Set tasks:
A) In the matplotlib passage, what figure width in inches suits a single-column publication?
B) Rewrite the part of the listing that opens with the line containing "railing and record the coordinates." and continues through the end of the listing, replacing "metal" with "steel" and leaving everything else unchanged.

Passage to read:
Grid lines and spines refine the visual structure. ax.grid(True, alpha=0.3, linestyle='--') adds subtle grid lines. ax.spines['top'].set_visible(False) and ax.spines['right'].set_visible(False) remove the top and right borders, creating the cleaner "L-shaped" frame preferred by many journals. ax.axhline(y=0, color='black', linewidth=0.5) adds a horizontal reference line. ax.axvspan(xmin=2, xmax=5, alpha=0.1, color='gray') shades a vertical region, useful for highlighting significant intervals, treatment periods, or confidence regions.
Step 3: Build Multi-Panel Figures
fig, axes = plt.subplots(2, 3, figsize=(10, 6)) creates a 2-row, 3-column grid of panels. The axes variable is a 2D NumPy array of Axes objects: axes[0, 0] is the top-left panel, axes[1, 2] is the bottom-right. Each panel is customized independently: axes[0, 0].plot(x, y), axes[0, 0].set_xlabel('Time'). The figsize parameter (width, height in inches) controls the overall figure dimensions. For publications, match the journal's column width: 3.5 inches for single-column, 7.25 inches for double-column.
Shared axes prevent redundant labels and ensure consistent scales. fig, axes = plt.subplots(2, 2, sharex=True, sharey=True) creates panels where all x-axes have the same range and all y-axes have the same range. Only the left-column panels show y-axis labels, and only the bottom-row panels show x-axis labels, automatically eliminating redundancy. This is the correct layout for comparing related datasets or conditions.
GridSpec provides flexible layouts where panels have different sizes. fig = plt.figure(figsize=(8, 6)); gs = fig.add_gridspec(2, 3) creates a 2x3 grid. ax_main = fig.add_subplot(gs[0, :2]) creates a panel spanning the first row, first two columns. ax_side = fig.add_subplot(gs[0, 2]) uses the remaining cell. This allows layouts like a large main plot with a smaller inset, or a wide panel above two narrow panels below, common for showing an overview alongside detailed comparisons.
Inset axes place a small plot inside a larger one. ax_inset = ax.inset_axes([0.6, 0.6, 0.35, 0.35]) creates an inset at 60% from the left, 60% from the bottom, with width and height 35% of the parent axes. Insets are useful for showing a zoomed-in view of a crowded region, displaying a different representation of the same data (like a log-scale inset of a linear-scale main plot), or adding a small overview map or context panel. The inset is a full Axes object with all the same customization capabilities as any other panel.

Data:
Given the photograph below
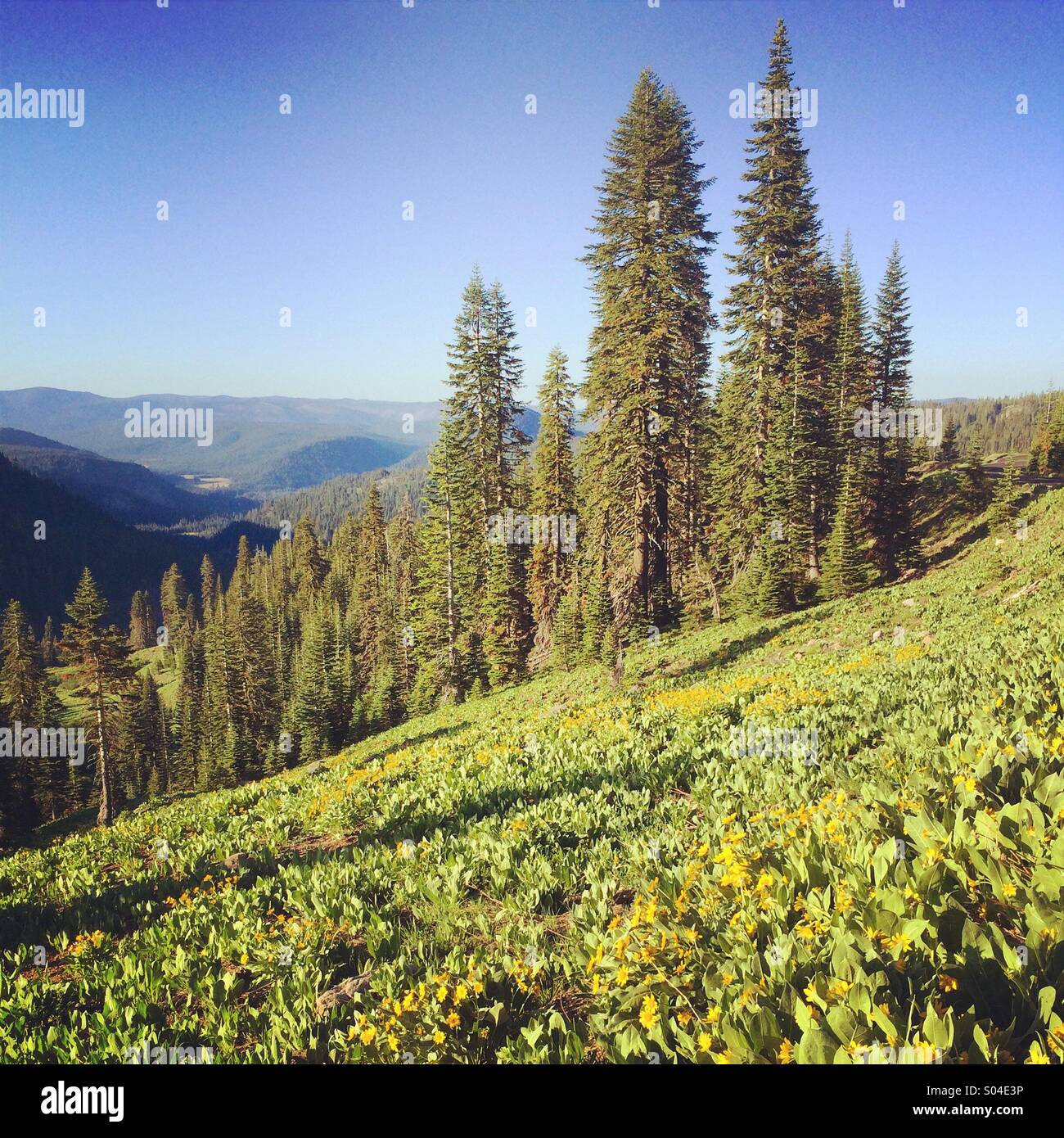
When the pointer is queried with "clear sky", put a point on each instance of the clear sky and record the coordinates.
(428, 105)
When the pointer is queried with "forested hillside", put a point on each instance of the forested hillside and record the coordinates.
(796, 839)
(716, 723)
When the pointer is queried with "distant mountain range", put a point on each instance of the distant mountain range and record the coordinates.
(259, 444)
(127, 490)
(40, 567)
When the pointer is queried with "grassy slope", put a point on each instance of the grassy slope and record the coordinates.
(566, 872)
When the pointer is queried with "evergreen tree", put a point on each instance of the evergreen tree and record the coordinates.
(47, 648)
(373, 607)
(845, 571)
(974, 473)
(553, 493)
(646, 387)
(949, 449)
(149, 738)
(452, 543)
(22, 680)
(99, 662)
(142, 633)
(892, 489)
(174, 598)
(568, 630)
(775, 400)
(1003, 504)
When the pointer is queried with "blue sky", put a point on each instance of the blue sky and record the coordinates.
(427, 105)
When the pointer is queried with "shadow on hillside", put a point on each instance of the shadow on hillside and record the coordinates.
(726, 653)
(110, 910)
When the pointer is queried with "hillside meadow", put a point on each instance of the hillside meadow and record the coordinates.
(576, 871)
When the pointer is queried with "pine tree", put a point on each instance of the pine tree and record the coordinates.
(47, 648)
(1003, 504)
(568, 630)
(644, 390)
(845, 571)
(553, 494)
(451, 551)
(373, 610)
(504, 645)
(403, 566)
(892, 487)
(142, 633)
(174, 598)
(974, 473)
(22, 680)
(99, 662)
(774, 404)
(149, 738)
(949, 449)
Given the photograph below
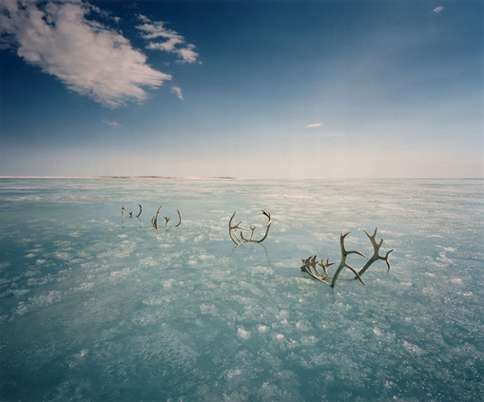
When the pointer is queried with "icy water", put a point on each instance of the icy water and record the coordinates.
(97, 307)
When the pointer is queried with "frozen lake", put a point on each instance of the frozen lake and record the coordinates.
(97, 307)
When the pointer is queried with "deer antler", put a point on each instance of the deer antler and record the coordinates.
(233, 227)
(310, 264)
(310, 267)
(376, 253)
(154, 219)
(241, 238)
(343, 264)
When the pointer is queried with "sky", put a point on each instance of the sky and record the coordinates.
(247, 89)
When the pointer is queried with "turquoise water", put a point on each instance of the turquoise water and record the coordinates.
(97, 307)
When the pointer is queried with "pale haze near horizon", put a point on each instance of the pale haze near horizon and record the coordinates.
(357, 89)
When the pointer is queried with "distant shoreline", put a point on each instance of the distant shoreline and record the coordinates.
(230, 178)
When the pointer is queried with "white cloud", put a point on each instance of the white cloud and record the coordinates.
(177, 92)
(313, 125)
(111, 123)
(87, 56)
(171, 41)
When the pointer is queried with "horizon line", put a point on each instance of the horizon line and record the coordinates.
(127, 177)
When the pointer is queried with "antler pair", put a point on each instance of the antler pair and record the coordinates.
(130, 213)
(236, 231)
(154, 219)
(310, 264)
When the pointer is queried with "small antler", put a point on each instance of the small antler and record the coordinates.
(310, 265)
(179, 218)
(376, 253)
(343, 264)
(267, 214)
(232, 227)
(154, 219)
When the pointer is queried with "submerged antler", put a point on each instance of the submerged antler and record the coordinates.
(376, 254)
(238, 237)
(343, 264)
(154, 219)
(310, 266)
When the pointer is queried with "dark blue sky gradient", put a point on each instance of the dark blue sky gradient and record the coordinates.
(391, 78)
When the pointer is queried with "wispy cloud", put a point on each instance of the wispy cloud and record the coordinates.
(313, 125)
(161, 38)
(87, 56)
(111, 123)
(438, 9)
(176, 90)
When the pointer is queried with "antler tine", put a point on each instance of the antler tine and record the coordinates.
(232, 227)
(376, 245)
(154, 219)
(376, 255)
(344, 255)
(386, 259)
(357, 275)
(140, 210)
(343, 248)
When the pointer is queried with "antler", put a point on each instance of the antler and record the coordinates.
(233, 227)
(267, 214)
(179, 218)
(154, 219)
(241, 238)
(343, 264)
(376, 253)
(310, 265)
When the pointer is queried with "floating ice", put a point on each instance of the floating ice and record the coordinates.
(94, 306)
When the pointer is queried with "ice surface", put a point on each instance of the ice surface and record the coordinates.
(97, 307)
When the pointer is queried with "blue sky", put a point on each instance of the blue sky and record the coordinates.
(259, 89)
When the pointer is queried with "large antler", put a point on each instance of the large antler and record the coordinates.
(376, 254)
(310, 264)
(343, 264)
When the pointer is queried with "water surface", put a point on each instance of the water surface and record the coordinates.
(98, 307)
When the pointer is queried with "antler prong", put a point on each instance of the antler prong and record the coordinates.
(179, 218)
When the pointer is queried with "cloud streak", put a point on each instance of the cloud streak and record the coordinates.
(87, 56)
(313, 125)
(111, 123)
(438, 9)
(161, 38)
(177, 92)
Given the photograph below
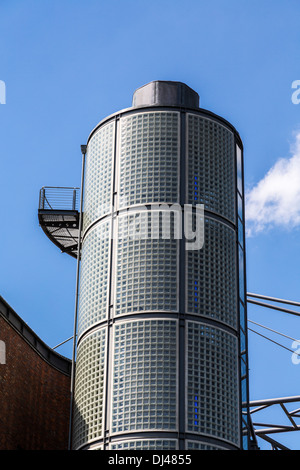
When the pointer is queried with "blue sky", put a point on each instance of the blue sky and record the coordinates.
(67, 64)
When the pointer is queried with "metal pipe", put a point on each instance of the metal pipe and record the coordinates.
(274, 299)
(83, 151)
(262, 304)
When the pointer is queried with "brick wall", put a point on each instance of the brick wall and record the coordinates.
(34, 397)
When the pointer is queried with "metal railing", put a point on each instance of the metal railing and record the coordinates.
(59, 198)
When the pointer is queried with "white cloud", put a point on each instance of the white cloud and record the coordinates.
(275, 200)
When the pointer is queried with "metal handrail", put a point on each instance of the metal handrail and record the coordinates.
(59, 198)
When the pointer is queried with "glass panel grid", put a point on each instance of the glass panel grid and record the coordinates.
(94, 277)
(210, 161)
(146, 270)
(98, 174)
(89, 389)
(211, 274)
(144, 394)
(145, 444)
(149, 158)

Answers to the exercise:
A) 3.5 inches

B)
When the pointer is queried with "steel railing", put a point on each instance of the steel railing and record the coordinates.
(59, 198)
When the pointer is queried with "white cloud", put a point on each instance of the white cloud and record the coordinates.
(275, 200)
When the pointer is queried with "steel handrail", put a point on each instance of the steel handrail and record the coordinates.
(59, 198)
When the pointer is queried with "glass panel grid", put a point on each instance of the glass panel grid and record the coordinates.
(94, 277)
(210, 161)
(146, 270)
(98, 174)
(89, 389)
(211, 274)
(144, 394)
(145, 444)
(149, 158)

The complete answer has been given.